▸ AUSGEWÄHLTER TEXT
######

Ich überlege mir mittlerweile ernsthaft, ob ich mir "Deutschland schafft sich ab" kaufen soll. Ja, wirklich, ich habe zumindest erstmal nachgesehen, wann es überhaupt rauskommt: Gestern.
Es ist faszinierend, was für eine Debatte ein Werk hierzulande entfachen konnte, das kein Mensch gelesen hat. Es ist vor allem faszinierend, wie oft und in wievielen Ausführungen ich darüber informiert wurde, hier wäre jemand "mutig" und würde "unangenehme Wahrheiten" aussprechen- oder natürlich: Hier ist jemand rassistisch und für irgendjemanden nicht tragbar, die Bundesbank, die SPD, das ganze Land.

######

▸ GEZEIGTES MATERIAL
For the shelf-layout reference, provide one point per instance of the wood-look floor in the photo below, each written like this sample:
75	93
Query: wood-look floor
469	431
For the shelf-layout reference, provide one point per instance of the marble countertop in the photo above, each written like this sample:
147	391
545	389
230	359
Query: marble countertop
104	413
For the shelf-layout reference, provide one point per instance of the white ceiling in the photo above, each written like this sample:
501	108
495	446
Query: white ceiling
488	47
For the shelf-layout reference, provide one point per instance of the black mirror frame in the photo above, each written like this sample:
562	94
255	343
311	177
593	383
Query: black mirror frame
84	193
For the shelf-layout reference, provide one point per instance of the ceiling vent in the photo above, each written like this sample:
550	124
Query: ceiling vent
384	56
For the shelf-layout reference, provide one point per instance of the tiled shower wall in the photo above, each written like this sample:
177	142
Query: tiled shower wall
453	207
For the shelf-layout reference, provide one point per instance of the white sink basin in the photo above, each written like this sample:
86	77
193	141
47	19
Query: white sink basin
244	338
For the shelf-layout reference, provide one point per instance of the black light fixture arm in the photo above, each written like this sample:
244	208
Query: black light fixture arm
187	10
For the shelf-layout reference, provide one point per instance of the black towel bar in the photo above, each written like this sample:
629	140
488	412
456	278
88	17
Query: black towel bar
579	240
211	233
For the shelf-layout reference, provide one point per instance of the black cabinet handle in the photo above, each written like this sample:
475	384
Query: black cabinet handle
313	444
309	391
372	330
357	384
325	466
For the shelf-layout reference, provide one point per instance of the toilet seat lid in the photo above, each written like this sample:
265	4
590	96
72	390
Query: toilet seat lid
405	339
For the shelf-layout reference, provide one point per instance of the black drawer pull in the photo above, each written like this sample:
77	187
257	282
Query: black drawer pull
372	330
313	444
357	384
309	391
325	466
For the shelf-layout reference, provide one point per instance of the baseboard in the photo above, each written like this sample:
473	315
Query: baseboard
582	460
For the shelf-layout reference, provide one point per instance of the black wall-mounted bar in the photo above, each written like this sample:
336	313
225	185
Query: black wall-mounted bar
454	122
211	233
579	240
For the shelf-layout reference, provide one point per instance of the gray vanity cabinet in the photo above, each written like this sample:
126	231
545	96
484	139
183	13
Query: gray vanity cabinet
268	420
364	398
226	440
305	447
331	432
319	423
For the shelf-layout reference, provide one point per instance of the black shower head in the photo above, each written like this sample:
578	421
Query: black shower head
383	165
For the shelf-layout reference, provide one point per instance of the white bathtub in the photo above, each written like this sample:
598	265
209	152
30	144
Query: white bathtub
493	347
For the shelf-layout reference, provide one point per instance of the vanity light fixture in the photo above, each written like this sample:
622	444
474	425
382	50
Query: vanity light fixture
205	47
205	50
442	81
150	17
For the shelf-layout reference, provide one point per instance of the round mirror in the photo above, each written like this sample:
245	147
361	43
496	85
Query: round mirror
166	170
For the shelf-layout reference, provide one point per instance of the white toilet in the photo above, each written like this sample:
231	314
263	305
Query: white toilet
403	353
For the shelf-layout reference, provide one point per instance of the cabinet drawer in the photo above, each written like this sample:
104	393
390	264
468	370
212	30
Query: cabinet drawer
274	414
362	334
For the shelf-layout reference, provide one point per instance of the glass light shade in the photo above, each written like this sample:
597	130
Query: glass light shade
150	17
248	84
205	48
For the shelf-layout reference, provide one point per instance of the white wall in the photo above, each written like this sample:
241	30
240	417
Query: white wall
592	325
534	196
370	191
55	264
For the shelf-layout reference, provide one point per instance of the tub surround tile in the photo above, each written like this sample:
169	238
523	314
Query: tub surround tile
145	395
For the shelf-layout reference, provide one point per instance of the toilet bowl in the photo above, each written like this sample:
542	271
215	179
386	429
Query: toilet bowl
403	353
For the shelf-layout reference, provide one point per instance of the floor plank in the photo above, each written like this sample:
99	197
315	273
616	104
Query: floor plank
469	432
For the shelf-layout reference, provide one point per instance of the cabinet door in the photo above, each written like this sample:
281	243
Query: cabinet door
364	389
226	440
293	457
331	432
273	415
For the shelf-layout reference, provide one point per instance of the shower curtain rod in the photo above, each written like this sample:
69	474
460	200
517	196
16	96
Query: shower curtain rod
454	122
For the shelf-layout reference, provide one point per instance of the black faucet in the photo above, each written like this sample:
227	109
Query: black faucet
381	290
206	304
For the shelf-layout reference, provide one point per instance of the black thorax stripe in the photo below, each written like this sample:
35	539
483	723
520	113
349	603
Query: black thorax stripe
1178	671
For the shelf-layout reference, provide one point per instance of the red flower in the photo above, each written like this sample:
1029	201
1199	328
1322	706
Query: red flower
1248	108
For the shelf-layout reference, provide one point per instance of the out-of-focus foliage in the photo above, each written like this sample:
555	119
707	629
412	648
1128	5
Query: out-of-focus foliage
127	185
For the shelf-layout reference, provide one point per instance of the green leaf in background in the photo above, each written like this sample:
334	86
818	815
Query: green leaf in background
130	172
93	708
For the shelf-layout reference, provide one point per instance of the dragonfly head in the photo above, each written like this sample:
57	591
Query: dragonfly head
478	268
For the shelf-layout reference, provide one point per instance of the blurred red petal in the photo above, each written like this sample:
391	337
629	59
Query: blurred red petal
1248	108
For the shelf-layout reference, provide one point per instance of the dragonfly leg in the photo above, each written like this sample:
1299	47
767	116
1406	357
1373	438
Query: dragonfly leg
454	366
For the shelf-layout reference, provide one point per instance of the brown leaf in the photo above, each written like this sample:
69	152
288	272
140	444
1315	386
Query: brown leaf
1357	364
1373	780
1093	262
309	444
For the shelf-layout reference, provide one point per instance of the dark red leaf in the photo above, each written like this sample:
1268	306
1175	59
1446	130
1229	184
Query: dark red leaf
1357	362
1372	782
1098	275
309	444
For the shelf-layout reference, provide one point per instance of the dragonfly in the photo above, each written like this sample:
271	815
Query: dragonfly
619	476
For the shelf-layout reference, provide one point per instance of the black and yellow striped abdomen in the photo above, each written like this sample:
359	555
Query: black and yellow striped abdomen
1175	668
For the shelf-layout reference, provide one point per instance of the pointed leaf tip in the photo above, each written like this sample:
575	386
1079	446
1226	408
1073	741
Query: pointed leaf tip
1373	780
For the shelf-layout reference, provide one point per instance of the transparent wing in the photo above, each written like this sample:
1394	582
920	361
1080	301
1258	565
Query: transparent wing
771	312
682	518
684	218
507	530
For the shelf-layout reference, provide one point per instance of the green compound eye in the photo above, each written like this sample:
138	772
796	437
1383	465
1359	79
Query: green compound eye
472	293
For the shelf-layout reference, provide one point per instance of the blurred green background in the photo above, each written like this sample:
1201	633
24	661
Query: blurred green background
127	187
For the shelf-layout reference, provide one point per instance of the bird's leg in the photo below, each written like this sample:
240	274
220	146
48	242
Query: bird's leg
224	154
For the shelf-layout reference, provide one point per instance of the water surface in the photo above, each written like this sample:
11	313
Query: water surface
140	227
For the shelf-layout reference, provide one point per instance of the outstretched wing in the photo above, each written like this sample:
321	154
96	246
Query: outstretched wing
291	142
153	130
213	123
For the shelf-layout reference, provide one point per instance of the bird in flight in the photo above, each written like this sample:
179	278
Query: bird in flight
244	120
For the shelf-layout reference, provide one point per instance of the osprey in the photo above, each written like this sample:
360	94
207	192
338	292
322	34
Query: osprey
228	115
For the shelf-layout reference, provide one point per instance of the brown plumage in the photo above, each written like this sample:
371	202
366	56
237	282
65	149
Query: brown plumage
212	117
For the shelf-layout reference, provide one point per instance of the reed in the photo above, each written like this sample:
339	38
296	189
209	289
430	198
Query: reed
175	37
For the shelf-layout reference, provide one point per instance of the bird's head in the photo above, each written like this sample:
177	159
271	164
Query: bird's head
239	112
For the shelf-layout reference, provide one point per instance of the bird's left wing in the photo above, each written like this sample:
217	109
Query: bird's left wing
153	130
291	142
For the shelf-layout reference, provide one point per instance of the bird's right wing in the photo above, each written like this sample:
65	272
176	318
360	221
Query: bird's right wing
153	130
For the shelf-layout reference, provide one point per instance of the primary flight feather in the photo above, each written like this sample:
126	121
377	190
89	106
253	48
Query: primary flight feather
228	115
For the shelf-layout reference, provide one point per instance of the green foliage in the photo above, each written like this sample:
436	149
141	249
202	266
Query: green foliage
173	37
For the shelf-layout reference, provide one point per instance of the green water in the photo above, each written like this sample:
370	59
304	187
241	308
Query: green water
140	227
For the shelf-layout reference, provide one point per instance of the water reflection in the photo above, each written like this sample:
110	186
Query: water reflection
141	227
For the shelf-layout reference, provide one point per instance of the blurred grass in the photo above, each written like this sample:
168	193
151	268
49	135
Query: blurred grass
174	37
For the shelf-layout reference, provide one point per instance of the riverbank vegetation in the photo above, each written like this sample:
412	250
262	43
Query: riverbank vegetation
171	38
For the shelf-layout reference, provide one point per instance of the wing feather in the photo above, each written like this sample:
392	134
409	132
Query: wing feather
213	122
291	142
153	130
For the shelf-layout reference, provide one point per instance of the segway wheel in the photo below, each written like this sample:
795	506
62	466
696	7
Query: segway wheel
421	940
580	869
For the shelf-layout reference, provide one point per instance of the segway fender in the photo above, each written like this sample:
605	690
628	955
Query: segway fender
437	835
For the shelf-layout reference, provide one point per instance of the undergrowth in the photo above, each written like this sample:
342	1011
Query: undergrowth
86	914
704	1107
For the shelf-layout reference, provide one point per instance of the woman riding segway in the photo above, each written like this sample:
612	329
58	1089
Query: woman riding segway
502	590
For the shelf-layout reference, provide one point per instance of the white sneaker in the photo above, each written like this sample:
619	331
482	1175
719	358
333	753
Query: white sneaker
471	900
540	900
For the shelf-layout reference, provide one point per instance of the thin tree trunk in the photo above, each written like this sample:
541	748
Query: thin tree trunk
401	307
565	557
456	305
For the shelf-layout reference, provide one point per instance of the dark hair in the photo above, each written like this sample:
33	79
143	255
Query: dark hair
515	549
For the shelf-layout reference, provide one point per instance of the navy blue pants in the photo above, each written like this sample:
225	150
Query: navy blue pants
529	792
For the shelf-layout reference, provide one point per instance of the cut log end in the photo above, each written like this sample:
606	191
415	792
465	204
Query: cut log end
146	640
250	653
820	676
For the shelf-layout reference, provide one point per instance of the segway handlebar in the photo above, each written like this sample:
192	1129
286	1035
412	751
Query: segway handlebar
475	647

######

▸ AUFGABENSTELLUNG
1. Für wen ist laut dem ausgewählten Text jemand angeblich nicht tragbar?
2. Zähle, in wie vielen Zeilen der Einträge das Wort „reflection“ vorkommt, und nenne nur die Zahl.
Der Text und die Einträge haben nichts miteinander zu tun.

▸ SCHRIFTLICHE ANTWORTEN
1. Für die Bundesbank, die SPD und das ganze Land.

2. 2